## Tasks to complete
1) Answer these questions about the court opinion.
(a) On what charge was Zuluaga convicted in October 1994?
(b) In what year did the State Trooper testify falsely before a grand jury?
(c) Which case is cited for the rule that a federal habeas court reviews de novo when a claim was not adjudicated on the merits?
2) Reproduce the passage of the court opinion starting with "Jennifer L. Sullivan, Assistant" and going on through "LYNCH, Chief Judge.".

## Page excerpt
————

Zuluaga v. Spencer

Decision Date19 October 2009
Docket NumberNo. 08-1402.,08-1402.
Citation585 F.3d 27
PartiesLuis ZULUAGA, Petitioner, Appellant, v. Luis SPENCER, Respondent, Appellee.
CourtU.S. Court of Appeals — First Circuit

Raymond E. Gillespie on brief for petitioner.

Jennifer L. Sullivan, Assistant Attorney General, Criminal Bureau, with whom Martha Coakley, Attorney General, was on brief for respondent.

Before LYNCH, Chief Judge, GAJARSA* and LIPEZ, Circuit Judges.

LYNCH, Chief Judge.

Luis Zuluaga appeals from the district court's denial of his petition for habeas corpus relief under 28 U.S.C. § 2254, alleging his rights under Brady v. Maryland, 373 U.S. 83, 83 S.Ct. 1194, 10 L.Ed.2d 215 (1963), were violated in the state criminal proceedings. Zuluaga v. Spencer, No. Civ. A. 05-CV-11856 (D.Mass. Jan. 31, 2008). His state conviction in October 1994 was on the charge of trafficking in over two hundred grams of cocaine; his two later motions for new trial were denied.

The petitioner's theory is that the prosecutors violated Brady by not disclosing before his 1994 trial that a certain State Trooper had been found by a superior court judge in 1981 to have testified falsely before a grand jury in 1980 in an unrelated matter. Zuluaga says the state trial court erred in rejecting his second motion for new trial and that the state appeals court erroneously affirmed, on the grounds that he was not prejudiced. The state courts held this information about the Trooper was inadmissible on two separate grounds and that Zuluaga thus could not show prejudice because the evidence could not have affected the outcome of his case.

Because neither state court cited any state or federal case law, the question arose as to whether these courts had addressed the merits of the federal Brady claim. This issue would affect the lens— de novo or deferential review—through which we view his habeas petition. When a habeas claim has been adjudicated on its merits in state court, the Antiterrorism and Effective Death Penalty Act of 1996 ("AEDPA"), Pub.L. No. 104-132, 110 Stat. 1214, mandates highly deferential federal court review of state court holdings. See Williams v. Taylor, 529 U.S. 362, 403, 120 S.Ct. 1495, 146 L.Ed.2d 389 (2000). When it has not been adjudicated on the merits, under circuit law, the federal habeas court does not owe deference to the state court reasoning, but reviews the state court adjudication de novo. Pina v. Maloney, 565 F.3d 48, 54 (1st Cir.2009).

This seemingly simple rule has proven not so simple. It raises the question of whether the state court has adjudicated a federal claim on the merits when the state court has not explicitly said it has done so. We have addressed the issue when the state court cites only state law. McCambridge v. Hall, 303 F.3d 24, 35 (1st Cir. 2002) (en banc). Here, the issue is what happens when the state court cites no law, state or federal. Importantly, AEDPA's text does not say deference is owed only when the state court cites to a case.

Petitioner says he was prejudiced because he could have used the fact of the Trooper's 1980 false testimony before his own trial to cast doubt on the Trooper's affidavit in support of a body wire, that this would have led to a different outcome in the hearing to suppress the fruits of the recording, and that the evidence would have been suppressed. Absent the suppressed evidence, petitioner argues, the outcome of the trial likely would have been affected.

————

(Object point labels)
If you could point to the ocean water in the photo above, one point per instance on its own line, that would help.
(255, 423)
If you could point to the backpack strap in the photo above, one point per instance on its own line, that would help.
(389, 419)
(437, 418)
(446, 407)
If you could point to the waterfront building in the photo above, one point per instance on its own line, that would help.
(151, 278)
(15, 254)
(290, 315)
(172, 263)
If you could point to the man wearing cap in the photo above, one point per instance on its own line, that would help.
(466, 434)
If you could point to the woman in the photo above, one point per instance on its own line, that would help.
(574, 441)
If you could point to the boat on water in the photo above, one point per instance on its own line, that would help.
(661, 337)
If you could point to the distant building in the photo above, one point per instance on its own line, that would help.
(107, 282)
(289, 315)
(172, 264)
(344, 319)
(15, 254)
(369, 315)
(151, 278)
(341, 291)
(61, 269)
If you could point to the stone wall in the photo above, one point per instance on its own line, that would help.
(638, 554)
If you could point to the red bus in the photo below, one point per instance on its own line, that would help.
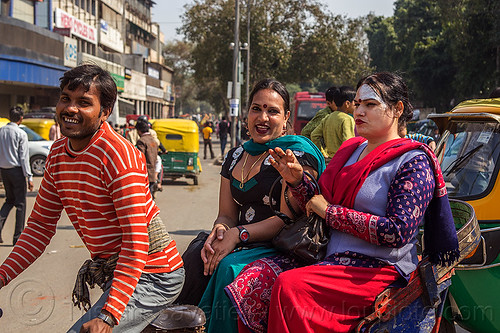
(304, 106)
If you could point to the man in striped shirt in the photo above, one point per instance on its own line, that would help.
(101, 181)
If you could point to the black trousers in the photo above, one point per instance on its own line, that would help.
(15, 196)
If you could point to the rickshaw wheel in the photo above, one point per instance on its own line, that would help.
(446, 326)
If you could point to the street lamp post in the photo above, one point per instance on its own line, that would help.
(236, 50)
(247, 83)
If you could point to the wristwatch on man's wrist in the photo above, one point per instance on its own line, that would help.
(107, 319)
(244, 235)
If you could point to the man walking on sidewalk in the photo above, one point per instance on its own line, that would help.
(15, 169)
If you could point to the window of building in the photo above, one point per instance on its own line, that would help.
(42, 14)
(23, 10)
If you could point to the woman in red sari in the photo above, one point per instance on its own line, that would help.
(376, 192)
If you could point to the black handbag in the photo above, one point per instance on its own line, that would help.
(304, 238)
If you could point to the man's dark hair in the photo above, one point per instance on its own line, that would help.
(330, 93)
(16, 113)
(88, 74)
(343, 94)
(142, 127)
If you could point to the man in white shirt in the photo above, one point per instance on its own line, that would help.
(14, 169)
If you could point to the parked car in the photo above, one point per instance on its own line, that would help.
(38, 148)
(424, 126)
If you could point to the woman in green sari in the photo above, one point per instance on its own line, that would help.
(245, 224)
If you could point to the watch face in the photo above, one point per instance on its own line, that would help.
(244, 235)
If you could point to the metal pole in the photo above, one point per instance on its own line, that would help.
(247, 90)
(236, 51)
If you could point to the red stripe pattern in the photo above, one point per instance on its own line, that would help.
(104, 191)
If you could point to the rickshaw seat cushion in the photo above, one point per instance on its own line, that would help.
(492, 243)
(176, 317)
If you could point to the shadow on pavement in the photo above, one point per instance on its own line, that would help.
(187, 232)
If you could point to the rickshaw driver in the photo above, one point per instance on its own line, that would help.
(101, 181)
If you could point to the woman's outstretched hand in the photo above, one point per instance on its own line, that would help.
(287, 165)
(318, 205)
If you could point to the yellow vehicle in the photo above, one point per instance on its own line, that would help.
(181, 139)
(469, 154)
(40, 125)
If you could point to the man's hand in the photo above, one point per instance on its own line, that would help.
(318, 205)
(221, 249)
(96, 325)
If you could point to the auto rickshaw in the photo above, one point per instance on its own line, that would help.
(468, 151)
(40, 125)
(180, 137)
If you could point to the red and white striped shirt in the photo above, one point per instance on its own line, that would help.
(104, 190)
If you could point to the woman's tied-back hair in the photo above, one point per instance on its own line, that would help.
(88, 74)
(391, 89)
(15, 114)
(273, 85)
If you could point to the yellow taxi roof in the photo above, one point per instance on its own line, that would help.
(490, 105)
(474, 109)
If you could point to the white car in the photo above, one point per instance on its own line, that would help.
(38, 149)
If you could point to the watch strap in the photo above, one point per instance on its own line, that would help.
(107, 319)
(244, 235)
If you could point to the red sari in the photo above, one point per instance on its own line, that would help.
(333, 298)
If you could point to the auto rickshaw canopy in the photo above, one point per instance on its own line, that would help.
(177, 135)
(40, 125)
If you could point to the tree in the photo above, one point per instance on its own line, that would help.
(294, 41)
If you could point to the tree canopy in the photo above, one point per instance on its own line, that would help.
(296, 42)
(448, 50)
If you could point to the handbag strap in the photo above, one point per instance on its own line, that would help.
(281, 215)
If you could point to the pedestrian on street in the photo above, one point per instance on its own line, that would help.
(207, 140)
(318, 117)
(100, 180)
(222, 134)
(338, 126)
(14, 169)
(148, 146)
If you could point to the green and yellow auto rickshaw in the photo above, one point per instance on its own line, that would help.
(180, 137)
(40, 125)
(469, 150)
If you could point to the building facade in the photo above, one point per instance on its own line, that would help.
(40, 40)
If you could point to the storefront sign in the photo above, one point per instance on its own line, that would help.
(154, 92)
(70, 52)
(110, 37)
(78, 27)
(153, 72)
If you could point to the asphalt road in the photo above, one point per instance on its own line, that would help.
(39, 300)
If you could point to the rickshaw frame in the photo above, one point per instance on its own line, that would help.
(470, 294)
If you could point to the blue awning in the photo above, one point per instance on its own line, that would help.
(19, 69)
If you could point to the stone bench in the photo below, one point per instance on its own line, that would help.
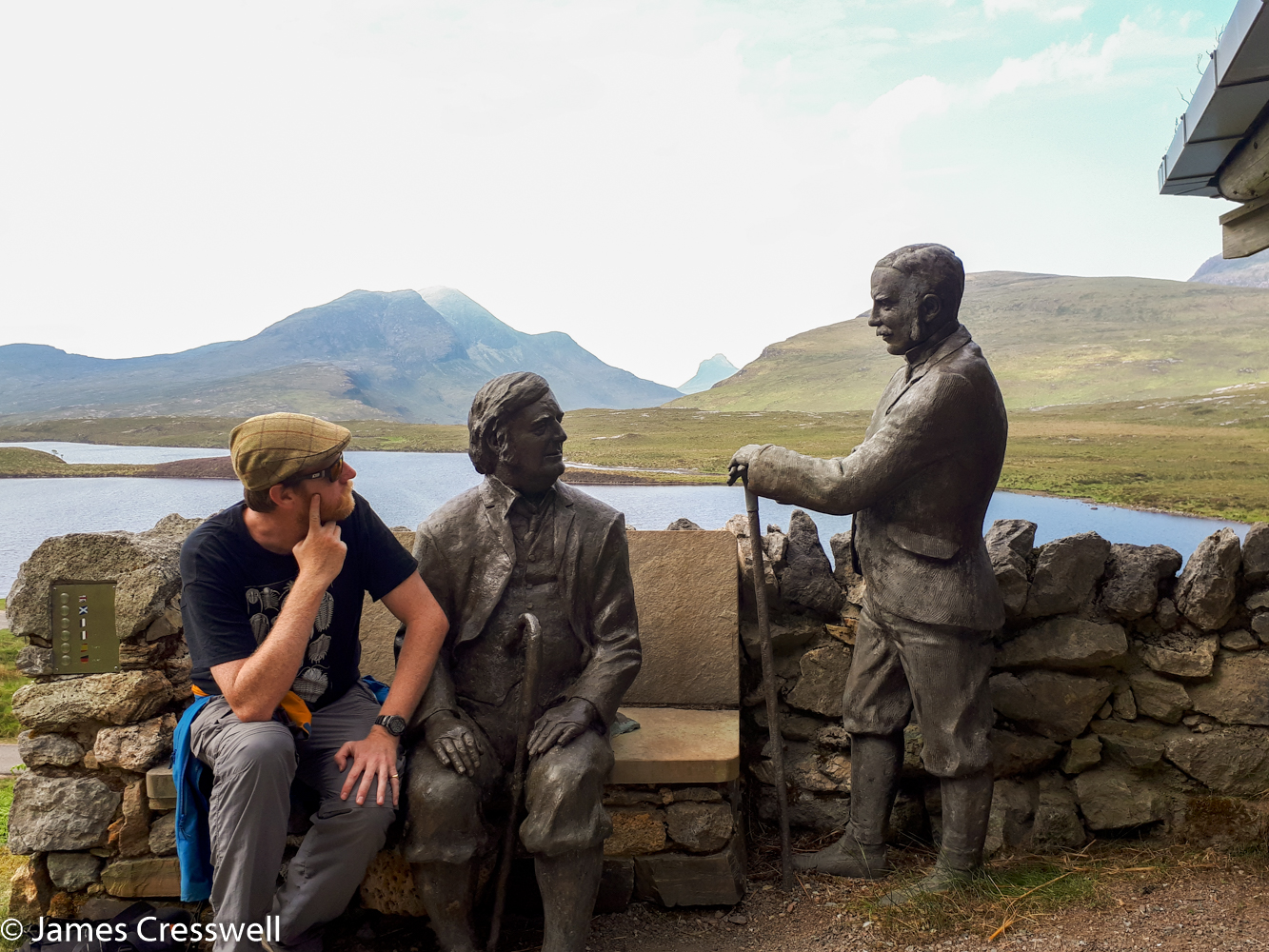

————

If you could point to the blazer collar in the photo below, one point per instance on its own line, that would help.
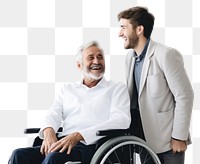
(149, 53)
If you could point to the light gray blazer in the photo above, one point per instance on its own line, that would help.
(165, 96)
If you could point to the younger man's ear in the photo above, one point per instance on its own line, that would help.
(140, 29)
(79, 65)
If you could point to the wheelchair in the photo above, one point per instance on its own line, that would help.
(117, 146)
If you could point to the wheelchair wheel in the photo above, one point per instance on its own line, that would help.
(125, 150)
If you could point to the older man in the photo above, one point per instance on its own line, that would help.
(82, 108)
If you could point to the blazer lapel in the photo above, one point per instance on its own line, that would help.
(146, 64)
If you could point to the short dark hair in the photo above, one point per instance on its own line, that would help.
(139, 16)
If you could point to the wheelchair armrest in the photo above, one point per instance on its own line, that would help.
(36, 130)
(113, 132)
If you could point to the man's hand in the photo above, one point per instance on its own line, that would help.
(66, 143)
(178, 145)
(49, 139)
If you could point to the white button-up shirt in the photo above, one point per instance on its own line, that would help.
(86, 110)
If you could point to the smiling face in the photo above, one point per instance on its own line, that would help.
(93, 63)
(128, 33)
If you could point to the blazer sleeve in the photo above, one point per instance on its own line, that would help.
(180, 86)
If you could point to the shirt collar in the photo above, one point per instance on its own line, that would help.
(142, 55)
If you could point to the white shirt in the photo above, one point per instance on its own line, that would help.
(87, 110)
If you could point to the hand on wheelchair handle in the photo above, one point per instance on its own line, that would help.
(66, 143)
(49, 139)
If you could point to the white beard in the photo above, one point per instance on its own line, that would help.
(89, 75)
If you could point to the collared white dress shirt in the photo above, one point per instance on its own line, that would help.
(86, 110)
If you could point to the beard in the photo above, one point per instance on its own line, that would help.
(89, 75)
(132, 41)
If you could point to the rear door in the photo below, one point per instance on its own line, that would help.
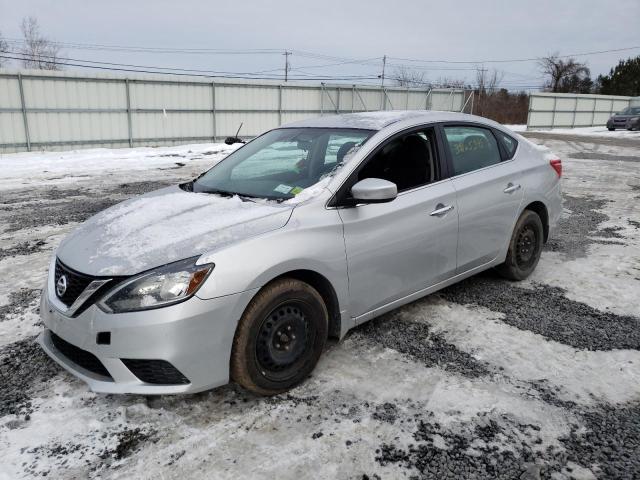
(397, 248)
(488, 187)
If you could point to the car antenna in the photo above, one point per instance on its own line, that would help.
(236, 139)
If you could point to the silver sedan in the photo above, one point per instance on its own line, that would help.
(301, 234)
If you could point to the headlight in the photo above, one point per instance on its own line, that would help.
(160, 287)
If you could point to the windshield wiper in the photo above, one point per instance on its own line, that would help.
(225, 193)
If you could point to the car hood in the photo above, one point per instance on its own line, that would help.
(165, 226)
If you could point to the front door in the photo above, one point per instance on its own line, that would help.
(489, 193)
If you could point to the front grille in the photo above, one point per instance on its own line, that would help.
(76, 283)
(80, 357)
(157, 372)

————

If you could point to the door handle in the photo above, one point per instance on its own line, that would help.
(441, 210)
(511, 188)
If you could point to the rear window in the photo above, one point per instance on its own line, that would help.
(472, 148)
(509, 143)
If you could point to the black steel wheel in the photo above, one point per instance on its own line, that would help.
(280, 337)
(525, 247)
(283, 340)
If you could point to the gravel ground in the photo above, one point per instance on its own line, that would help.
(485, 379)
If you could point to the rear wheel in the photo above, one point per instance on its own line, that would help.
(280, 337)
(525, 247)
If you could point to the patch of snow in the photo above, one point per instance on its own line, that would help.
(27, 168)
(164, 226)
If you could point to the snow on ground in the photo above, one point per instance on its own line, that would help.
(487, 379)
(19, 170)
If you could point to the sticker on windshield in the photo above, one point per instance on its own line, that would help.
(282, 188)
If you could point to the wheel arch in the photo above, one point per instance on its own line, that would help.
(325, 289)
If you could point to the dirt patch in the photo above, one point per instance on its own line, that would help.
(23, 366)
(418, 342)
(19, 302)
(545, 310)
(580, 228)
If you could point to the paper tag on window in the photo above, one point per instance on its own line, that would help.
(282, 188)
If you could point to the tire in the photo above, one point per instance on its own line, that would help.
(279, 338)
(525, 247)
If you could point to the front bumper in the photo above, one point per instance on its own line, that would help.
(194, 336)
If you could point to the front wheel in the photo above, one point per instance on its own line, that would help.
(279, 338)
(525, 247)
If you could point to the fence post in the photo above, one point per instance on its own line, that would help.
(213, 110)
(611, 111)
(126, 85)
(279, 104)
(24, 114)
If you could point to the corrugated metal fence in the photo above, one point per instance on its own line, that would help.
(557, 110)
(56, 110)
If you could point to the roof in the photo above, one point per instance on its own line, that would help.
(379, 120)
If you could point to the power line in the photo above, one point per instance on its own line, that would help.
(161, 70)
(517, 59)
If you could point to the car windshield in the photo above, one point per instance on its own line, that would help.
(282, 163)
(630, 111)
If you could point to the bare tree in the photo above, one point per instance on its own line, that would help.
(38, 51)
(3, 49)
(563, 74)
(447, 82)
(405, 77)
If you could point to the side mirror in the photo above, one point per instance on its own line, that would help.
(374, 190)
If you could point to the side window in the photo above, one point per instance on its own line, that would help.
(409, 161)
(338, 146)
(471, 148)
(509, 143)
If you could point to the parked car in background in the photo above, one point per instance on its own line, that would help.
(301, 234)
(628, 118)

————

## List of solutions
1)
(a) Trafficking in over two hundred grams of cocaine
(b) 1980
(c) Pina v. Maloney, 565 F.3d 48, 54 (1st Cir.2009)

2)
Jennifer L. Sullivan, Assistant Attorney General, Criminal Bureau, with whom Martha Coakley, Attorney General, was on brief for respondent.

Before LYNCH, Chief Judge, GAJARSA* and LIPEZ, Circuit Judges.

LYNCH, Chief Judge.